* **TASK OBJECTIVE**:
Return the complete listing exactly as it reads, with each picture removed.

* **RECORDS FOR THE TASK**:
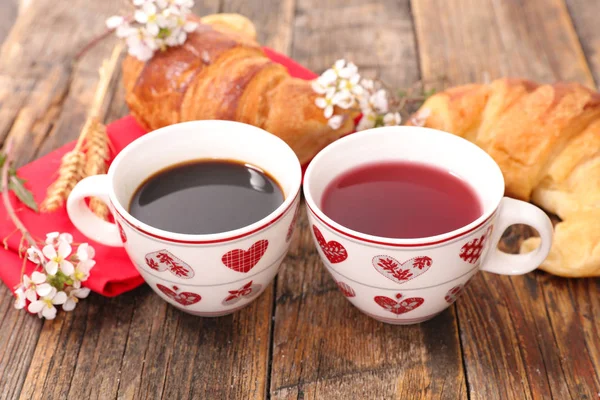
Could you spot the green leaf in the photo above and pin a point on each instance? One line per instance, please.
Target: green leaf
(17, 186)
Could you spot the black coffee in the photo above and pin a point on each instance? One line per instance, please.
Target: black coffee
(206, 196)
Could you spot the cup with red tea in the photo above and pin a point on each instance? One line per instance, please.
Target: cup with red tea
(404, 217)
(204, 209)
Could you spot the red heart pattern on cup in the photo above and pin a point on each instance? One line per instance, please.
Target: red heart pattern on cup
(471, 252)
(399, 272)
(334, 251)
(183, 298)
(121, 233)
(399, 305)
(452, 294)
(292, 226)
(244, 260)
(165, 260)
(249, 290)
(346, 289)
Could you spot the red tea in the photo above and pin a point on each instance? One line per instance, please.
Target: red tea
(401, 200)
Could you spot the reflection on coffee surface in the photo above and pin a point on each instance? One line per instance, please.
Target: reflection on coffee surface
(205, 197)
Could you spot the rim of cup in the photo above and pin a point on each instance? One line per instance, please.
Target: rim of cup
(229, 126)
(375, 134)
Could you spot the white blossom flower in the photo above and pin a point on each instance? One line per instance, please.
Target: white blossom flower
(58, 258)
(367, 121)
(185, 3)
(420, 117)
(368, 85)
(326, 103)
(392, 119)
(36, 285)
(45, 304)
(85, 252)
(351, 85)
(343, 69)
(156, 24)
(335, 122)
(54, 238)
(114, 22)
(379, 102)
(82, 272)
(34, 255)
(73, 298)
(20, 300)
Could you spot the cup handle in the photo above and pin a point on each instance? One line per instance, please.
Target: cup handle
(84, 219)
(518, 212)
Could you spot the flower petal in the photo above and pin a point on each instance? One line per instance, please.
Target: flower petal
(38, 277)
(59, 298)
(140, 16)
(152, 29)
(149, 8)
(321, 102)
(64, 249)
(67, 237)
(49, 251)
(36, 306)
(81, 293)
(49, 312)
(67, 267)
(43, 290)
(335, 122)
(31, 295)
(190, 26)
(69, 305)
(51, 267)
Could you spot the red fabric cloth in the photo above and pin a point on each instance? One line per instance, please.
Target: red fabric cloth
(114, 273)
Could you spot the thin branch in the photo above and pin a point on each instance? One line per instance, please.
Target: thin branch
(9, 208)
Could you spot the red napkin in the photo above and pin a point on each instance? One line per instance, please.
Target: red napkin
(114, 273)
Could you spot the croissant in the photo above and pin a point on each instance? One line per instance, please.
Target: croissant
(546, 140)
(221, 72)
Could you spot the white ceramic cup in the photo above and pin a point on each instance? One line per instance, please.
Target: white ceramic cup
(405, 281)
(206, 275)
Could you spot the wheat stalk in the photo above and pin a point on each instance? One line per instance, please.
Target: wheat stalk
(97, 153)
(91, 151)
(69, 173)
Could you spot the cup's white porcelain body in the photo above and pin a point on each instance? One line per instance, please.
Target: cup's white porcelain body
(206, 275)
(404, 281)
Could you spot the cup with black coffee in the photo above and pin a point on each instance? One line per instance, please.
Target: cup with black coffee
(204, 209)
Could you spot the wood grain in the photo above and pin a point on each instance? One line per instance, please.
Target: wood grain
(535, 336)
(584, 16)
(323, 347)
(273, 20)
(510, 329)
(10, 9)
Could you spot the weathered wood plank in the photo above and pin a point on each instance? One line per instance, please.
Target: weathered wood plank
(584, 15)
(273, 20)
(134, 346)
(323, 347)
(171, 354)
(10, 8)
(518, 339)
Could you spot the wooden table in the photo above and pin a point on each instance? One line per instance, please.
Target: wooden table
(534, 336)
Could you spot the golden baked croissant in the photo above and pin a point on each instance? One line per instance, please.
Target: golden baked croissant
(546, 140)
(221, 72)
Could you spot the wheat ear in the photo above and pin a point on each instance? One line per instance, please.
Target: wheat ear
(86, 158)
(97, 153)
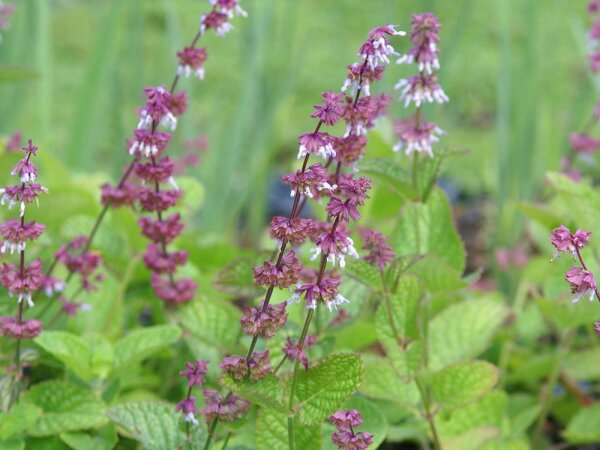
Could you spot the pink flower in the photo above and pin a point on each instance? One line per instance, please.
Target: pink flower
(28, 329)
(282, 275)
(256, 322)
(325, 291)
(583, 143)
(336, 246)
(188, 408)
(293, 352)
(160, 261)
(581, 281)
(194, 372)
(116, 197)
(15, 235)
(380, 253)
(294, 231)
(413, 138)
(316, 143)
(153, 201)
(420, 90)
(156, 111)
(191, 60)
(161, 230)
(330, 111)
(226, 409)
(424, 38)
(149, 143)
(236, 366)
(563, 240)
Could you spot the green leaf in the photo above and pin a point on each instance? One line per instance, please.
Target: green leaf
(322, 389)
(68, 348)
(65, 407)
(215, 323)
(425, 228)
(143, 342)
(272, 432)
(462, 383)
(583, 365)
(266, 392)
(155, 424)
(103, 439)
(396, 326)
(20, 417)
(451, 341)
(364, 273)
(381, 382)
(583, 427)
(565, 314)
(389, 172)
(487, 412)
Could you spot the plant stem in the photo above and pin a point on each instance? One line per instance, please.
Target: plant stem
(429, 416)
(309, 316)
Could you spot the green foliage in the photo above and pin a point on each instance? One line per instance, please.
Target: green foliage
(450, 341)
(583, 428)
(462, 383)
(272, 432)
(154, 424)
(141, 343)
(321, 390)
(64, 407)
(425, 228)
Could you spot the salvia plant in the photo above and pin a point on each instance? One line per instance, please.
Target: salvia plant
(357, 321)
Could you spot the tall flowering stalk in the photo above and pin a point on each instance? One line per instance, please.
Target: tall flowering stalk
(583, 144)
(331, 239)
(21, 280)
(415, 134)
(155, 189)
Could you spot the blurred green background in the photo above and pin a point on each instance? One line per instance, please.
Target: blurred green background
(72, 74)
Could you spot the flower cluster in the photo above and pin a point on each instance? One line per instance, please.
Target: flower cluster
(580, 279)
(346, 438)
(21, 280)
(414, 133)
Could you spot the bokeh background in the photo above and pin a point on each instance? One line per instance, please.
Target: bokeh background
(516, 72)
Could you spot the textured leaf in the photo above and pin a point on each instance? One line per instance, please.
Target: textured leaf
(20, 417)
(143, 342)
(390, 173)
(103, 439)
(583, 365)
(266, 392)
(65, 407)
(565, 314)
(364, 272)
(216, 324)
(155, 424)
(381, 382)
(425, 228)
(68, 348)
(272, 432)
(487, 412)
(450, 340)
(396, 326)
(322, 389)
(583, 427)
(462, 383)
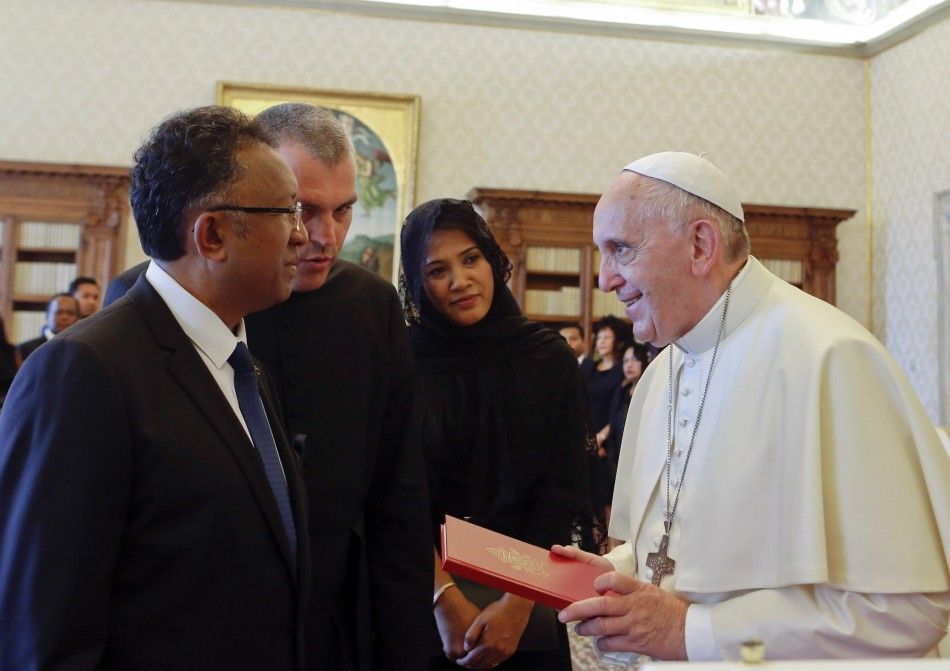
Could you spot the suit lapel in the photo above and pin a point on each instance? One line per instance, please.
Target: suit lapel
(186, 366)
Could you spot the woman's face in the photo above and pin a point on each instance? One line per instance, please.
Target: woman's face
(632, 366)
(457, 277)
(605, 342)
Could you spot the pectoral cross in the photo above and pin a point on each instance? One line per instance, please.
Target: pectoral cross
(659, 561)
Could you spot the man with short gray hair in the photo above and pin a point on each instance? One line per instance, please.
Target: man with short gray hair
(339, 352)
(778, 480)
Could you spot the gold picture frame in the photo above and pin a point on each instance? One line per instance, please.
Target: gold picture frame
(385, 131)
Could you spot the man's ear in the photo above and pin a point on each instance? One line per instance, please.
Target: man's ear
(706, 246)
(209, 233)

* **RESULT FOR THIS EXERCISE**:
Could you spot the green leaf in the photo above and pin a point on each instance? One line per instance, please.
Target: green leaf
(17, 186)
Could you spot the black coffee in the photo above and pin a point on each instance? One line per instance, please.
Target: black coffee
(206, 196)
Could you spot the cup with red tea in the photo above and pin a point on each instance? One line per instance, please.
Target: cup with red tea
(404, 217)
(204, 209)
Could you spot the red heart pattern on cup in the photo above and pin a point on each instance? One line per instance, please.
Target: red heart pattern on cup
(471, 252)
(399, 272)
(334, 251)
(183, 298)
(121, 233)
(399, 305)
(452, 294)
(292, 226)
(244, 260)
(165, 260)
(249, 290)
(346, 289)
Could you spot the red tea in the photo above and pin a point on each instance? One line per instance, please.
Target: red tea
(401, 200)
Could you spot the reflection on coffee surface in the photo above and pin a point on each instance? One line per instance, please.
Target: reflection on coffee surface
(205, 197)
Could you spot the rim of cup in the photo above and pin a point on each instance? One line per instance, please.
Target: rim of cup
(229, 126)
(375, 134)
Could you spot the white blossom flower in the photo above and pin a point on each instance? One line per instance, please.
Target: white blossom flower
(58, 258)
(367, 121)
(185, 3)
(420, 117)
(368, 85)
(326, 103)
(392, 119)
(36, 285)
(45, 304)
(85, 252)
(351, 85)
(343, 69)
(156, 24)
(335, 122)
(54, 238)
(114, 22)
(379, 102)
(82, 272)
(34, 255)
(73, 298)
(20, 300)
Could you spot the cup handle in the photo above and pin a point on each instance? One line per instance, please.
Target: cup handle
(84, 219)
(518, 212)
Could you spot the flower petal in the photo above and pin a point on each instance? One line per instance, please.
Target: flower petal
(38, 277)
(59, 298)
(140, 16)
(152, 29)
(149, 8)
(321, 102)
(64, 249)
(67, 237)
(49, 251)
(36, 306)
(81, 293)
(49, 312)
(67, 267)
(43, 290)
(335, 122)
(31, 295)
(190, 26)
(69, 305)
(51, 267)
Could you spot the red fabric cloth in the photo above and pin a point on each instance? One line per instance, please.
Target: red fabric cloth
(114, 273)
Could you spot the thin branch in the photo above and pin a point on each instance? One line per instance, please.
Target: thin branch
(9, 208)
Could you spot the red napkin in the photo above and pin a point on each instance? One line per instance, please.
Target: red napkin
(114, 273)
Could you spot the croissant in the photo above and pin a point on each instance? One line per instance, please.
Target: croissant
(546, 140)
(221, 72)
Could you spot the white ceramic cup in the photo above and pin a point on each instance? One line per instance, please.
Target: white ceramic cup
(405, 281)
(206, 275)
Could you spot the wheat stalk in the photo above and pin a point on each instance? One line per instance, please.
Target: wheat stalk
(97, 153)
(91, 151)
(69, 173)
Could you spot the cup's white porcelain body in the photo above and pin a point on each instance? One line per instance, please.
Target: cup's white porcelain body
(206, 275)
(404, 281)
Could you spot the cup with black coffee in the photo above and pin a point on each instance? One line per instance, please.
Target: cup with black coffee
(204, 209)
Could you spot the wood grain in the photo above and pin a point on each instance? One line per instance, please.
Target: wood grain
(535, 336)
(584, 16)
(323, 347)
(273, 20)
(510, 329)
(10, 9)
Could you spot the weathered wood plank in the photo above and pin a point on each instance? One line per instance, please.
Target: weathered wood plank
(584, 15)
(273, 20)
(134, 346)
(323, 347)
(171, 354)
(10, 8)
(518, 339)
Could you spot the wooden table in the photo above and pin a point on each instance? One line per instance, please.
Target: wooden table
(534, 336)
Could you spot the golden baked croissant in the photo above and pin a point on each instance? One line per instance, please.
Target: golden baked croissant
(546, 140)
(221, 72)
Could you spot the wheat ear in the photo above and pin a point on each instance? One line per instance, please.
Target: wheat ear
(86, 158)
(97, 153)
Could you spot the pink flower in the photo above and pin a point on each instance? One line per instance, please.
Target: pink flower
(28, 329)
(282, 275)
(256, 322)
(325, 291)
(583, 143)
(336, 246)
(188, 408)
(293, 352)
(160, 261)
(581, 281)
(194, 372)
(116, 197)
(15, 235)
(380, 253)
(294, 231)
(413, 138)
(316, 143)
(153, 201)
(420, 90)
(156, 111)
(191, 60)
(161, 230)
(330, 111)
(226, 409)
(424, 38)
(149, 143)
(236, 366)
(563, 240)
Could you spot the green leaf in the photo above and pin a point on each instance? One line per instance, please.
Target: green leaf
(322, 389)
(68, 348)
(65, 407)
(215, 323)
(425, 228)
(143, 342)
(272, 432)
(462, 383)
(583, 365)
(266, 392)
(155, 424)
(103, 439)
(396, 326)
(20, 417)
(451, 341)
(364, 273)
(381, 382)
(583, 427)
(565, 314)
(389, 172)
(487, 412)
Could you spot the plant stem in the photo above and pin a point on each instance? One line per instance, please.
Target: plant stem
(429, 416)
(309, 316)
Could you spot the green foliage in the photo above and pin a point on each instance? One line per instance, please.
Target: green foliage
(450, 341)
(583, 428)
(462, 383)
(272, 432)
(154, 424)
(141, 343)
(321, 390)
(64, 407)
(425, 228)
Could you spot the salvia plant in the photo above and pin a point on each instance? One line per instance, please.
Target: salvia plant
(357, 321)
Could you spot the tall flowering stalk in the photo above and pin a point on each instance? One line per instance, please.
Target: tall flowering stalk
(583, 144)
(331, 239)
(21, 280)
(415, 134)
(155, 189)
Could you spot the blurred green background in the photo above and pin a point on each instance? One line per instance, please.
Target: blurred green background
(72, 74)
Could you spot the flower cluster in the photo above and pin a point on each instance? One line per instance, please.
Target: flower cluster
(580, 279)
(346, 438)
(21, 280)
(414, 133)
Could you spot the bokeh background in the photo above and pin a point on each instance? One line per instance, please.
Target: bokeh background
(516, 72)
Could you spot the textured leaf in the photo above and pin a point on each instance? One line per instance, please.
Target: textured leaf
(20, 417)
(143, 342)
(390, 173)
(103, 439)
(583, 365)
(266, 392)
(65, 407)
(565, 314)
(364, 272)
(216, 324)
(155, 424)
(381, 382)
(425, 228)
(68, 348)
(272, 432)
(487, 412)
(450, 340)
(396, 326)
(322, 389)
(583, 427)
(462, 383)
Could you spot the suit lapel in the photo above and pin a point on each instance? One line per instance, please.
Target: suit lapel
(186, 366)
Could you spot the woman's face in the photo above and pin a point on each instance? One line per instance, please.
Target: woman's face
(632, 366)
(457, 277)
(605, 342)
Could you spot the pectoral cross in the photo above and pin a point on each instance? One line per instance, please.
Target: pectoral cross
(659, 561)
Could you spot the man with short gray hair in the photo above and pin a point on each instance? One line per instance, please.
Target: man with short gray hair
(339, 352)
(778, 480)
Could you spot the gold picture frame in the photo above and pin a point on each instance? One line per instance, please.
Target: gold picture frame
(385, 131)
Could you spot the man's ear in the photo above and pin a point on each instance? One line per instance, please.
Target: man's ear
(706, 246)
(209, 233)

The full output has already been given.